WRITTEN EXERCISE: Set down, in full, every record in the block.

GIVEN DATA:

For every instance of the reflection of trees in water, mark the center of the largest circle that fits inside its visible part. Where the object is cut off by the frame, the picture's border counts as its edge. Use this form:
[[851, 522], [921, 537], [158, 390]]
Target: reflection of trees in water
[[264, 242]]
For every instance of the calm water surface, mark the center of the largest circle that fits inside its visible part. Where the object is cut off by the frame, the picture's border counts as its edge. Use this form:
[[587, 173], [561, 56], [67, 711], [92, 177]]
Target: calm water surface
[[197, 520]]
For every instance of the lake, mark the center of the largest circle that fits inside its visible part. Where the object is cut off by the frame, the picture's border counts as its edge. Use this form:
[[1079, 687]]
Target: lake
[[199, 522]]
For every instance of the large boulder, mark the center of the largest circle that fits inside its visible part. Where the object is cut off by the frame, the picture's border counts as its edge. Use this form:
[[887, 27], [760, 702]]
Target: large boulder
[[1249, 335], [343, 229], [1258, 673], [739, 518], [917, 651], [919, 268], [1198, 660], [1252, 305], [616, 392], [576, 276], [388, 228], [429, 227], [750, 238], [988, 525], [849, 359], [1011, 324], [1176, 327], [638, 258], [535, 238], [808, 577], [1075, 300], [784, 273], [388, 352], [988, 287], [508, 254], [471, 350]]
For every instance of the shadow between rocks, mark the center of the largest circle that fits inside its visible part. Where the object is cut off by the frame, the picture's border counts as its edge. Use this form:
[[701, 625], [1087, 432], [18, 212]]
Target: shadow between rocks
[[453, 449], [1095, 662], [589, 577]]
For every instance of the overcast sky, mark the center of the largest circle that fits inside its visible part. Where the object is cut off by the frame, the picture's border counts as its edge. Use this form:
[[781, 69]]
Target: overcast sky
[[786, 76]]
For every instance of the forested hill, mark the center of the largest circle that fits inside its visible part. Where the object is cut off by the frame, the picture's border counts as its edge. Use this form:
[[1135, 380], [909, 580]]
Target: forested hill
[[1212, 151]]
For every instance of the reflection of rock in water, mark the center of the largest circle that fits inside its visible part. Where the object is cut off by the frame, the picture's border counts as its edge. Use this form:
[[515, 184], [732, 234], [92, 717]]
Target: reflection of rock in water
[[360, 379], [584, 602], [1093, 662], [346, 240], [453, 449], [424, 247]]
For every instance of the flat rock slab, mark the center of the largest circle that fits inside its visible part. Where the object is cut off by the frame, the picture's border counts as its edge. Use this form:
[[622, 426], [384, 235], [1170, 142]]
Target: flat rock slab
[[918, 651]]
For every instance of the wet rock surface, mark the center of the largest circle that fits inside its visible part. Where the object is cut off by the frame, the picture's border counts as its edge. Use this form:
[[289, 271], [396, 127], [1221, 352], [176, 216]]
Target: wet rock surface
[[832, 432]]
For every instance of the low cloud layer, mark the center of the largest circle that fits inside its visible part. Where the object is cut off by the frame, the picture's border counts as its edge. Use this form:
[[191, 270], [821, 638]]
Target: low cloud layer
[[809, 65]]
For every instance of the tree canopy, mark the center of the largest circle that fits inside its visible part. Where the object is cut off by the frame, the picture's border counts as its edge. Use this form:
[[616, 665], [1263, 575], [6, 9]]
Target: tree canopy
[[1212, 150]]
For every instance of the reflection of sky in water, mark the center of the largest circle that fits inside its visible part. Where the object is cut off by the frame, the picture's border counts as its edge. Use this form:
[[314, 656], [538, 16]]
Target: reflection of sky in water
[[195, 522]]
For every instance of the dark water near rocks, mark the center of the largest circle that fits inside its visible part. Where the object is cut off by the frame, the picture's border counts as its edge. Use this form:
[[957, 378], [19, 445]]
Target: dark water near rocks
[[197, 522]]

FULL SOLUTION:
For every instance of the reflection of trees in water, mark the center of the largest circle that fits inside its visible part. Where the object is cut off by the frame, the picture's border counts as its edge. Use this form:
[[851, 522], [921, 537], [158, 390]]
Target: reflection of trees in water
[[264, 242]]
For every instance of the calm water surface, mark the center of the largest circle that fits inside its visible part. Where the object is cut off by the frame, the picture's border counts as its edge. Use this form:
[[587, 173], [561, 56], [67, 711], [92, 177]]
Target: calm water surface
[[197, 520]]
For every instance of the lake, mark the center of the largest circle that fits inside its visible part. Where the object is cut off by the frame, the picture's border counts as its edge. Use this form:
[[1079, 687]]
Target: lake
[[199, 522]]
For every instance of the large boulder, mark the center of the largest circle that fits inside its visible part. Where the object is cut off by the frame, the picture's border counts as its edge. Use this form:
[[887, 27], [760, 702]]
Target: large boulder
[[1249, 335], [343, 229], [1258, 673], [739, 518], [917, 651], [919, 268], [1198, 660], [1252, 305], [616, 392], [576, 276], [388, 228], [429, 227], [750, 238], [988, 525], [849, 359], [1011, 324], [1176, 327], [638, 258], [535, 238], [808, 577], [1075, 300], [784, 273], [388, 352], [988, 287], [508, 254], [471, 350]]
For every instance of the shadow between rocks, mark the center of the largest circle that fits inside its visible part. Where the object is cut off by the frame, the picture's border counts as its edge. Use this form:
[[701, 625], [1087, 432], [18, 212]]
Target: shadow between rocks
[[453, 449], [1095, 662], [589, 577]]
For every instance of the overcast sky, mark the center of the largest circle that fits inside its visible part. Where the object is cut off by the frame, the picture's border counts as its edge. Use this form:
[[781, 69]]
Target: overcast sky
[[786, 76]]
For every instance of the forested hill, mark the center of the largest circle that fits inside its visible part. Where the object is cut off by the frame, the picture's border counts as its edge. Use this form:
[[1135, 380], [909, 580]]
Target: forested hill
[[1212, 151]]
For every instance of the reflection of rock in water, mark the center of the largest circle that fits inside its visible part. Where the object is cut off by the frame, the picture's border counts as its edge. Use this form:
[[515, 184], [732, 234], [92, 717]]
Target: reflection of rock in water
[[360, 379], [584, 602], [1093, 662], [346, 240], [453, 449], [424, 247]]
For every instance of the flat rock slab, mark the center of the largest circle that fits inside its visible part. Where the object is cut off by the frame, the picture's border counts as its edge. Use this form:
[[622, 426], [384, 235], [1170, 142]]
Target: flat rock slab
[[918, 651]]
For every instance of the wet rock surface, mark the center of the largest circle that fits inside its visible part. Where the object is cut off by the frame, the picture's border counts as its edge. Use this form:
[[289, 271], [396, 127], [1221, 352], [176, 216]]
Target: wet rock surface
[[832, 432]]
For every instance of the low cloud layer, mark the center of the largest circle that fits inside its visible part. Where the object is cut off by the frame, the picture's border counts as its edge. Use this form:
[[191, 270], [821, 638]]
Target: low cloud layer
[[809, 65]]
For every instance of the tree canopy, mark the center of the largest circle that fits inside its visible part. Where the object is cut off by the frame, the picture's border counts as its edge. Use this form:
[[616, 665], [1263, 575], [6, 9]]
Target: tree canopy
[[1212, 150]]
For every instance of the reflection of sky in water, mark the center of the largest circle that fits inside its visible part. Where the object is cut off by the frame, the picture's border counts as its edge. Use this form:
[[314, 656], [538, 16]]
Target: reflection of sky in water
[[195, 522]]
For every instance of the dark water near rocks, mark the center of the largest circle that fits inside its visible part. Where the object is cut off by the frame, the picture's border counts as its edge. Use this form:
[[957, 378], [19, 445]]
Target: dark water near rocks
[[197, 522]]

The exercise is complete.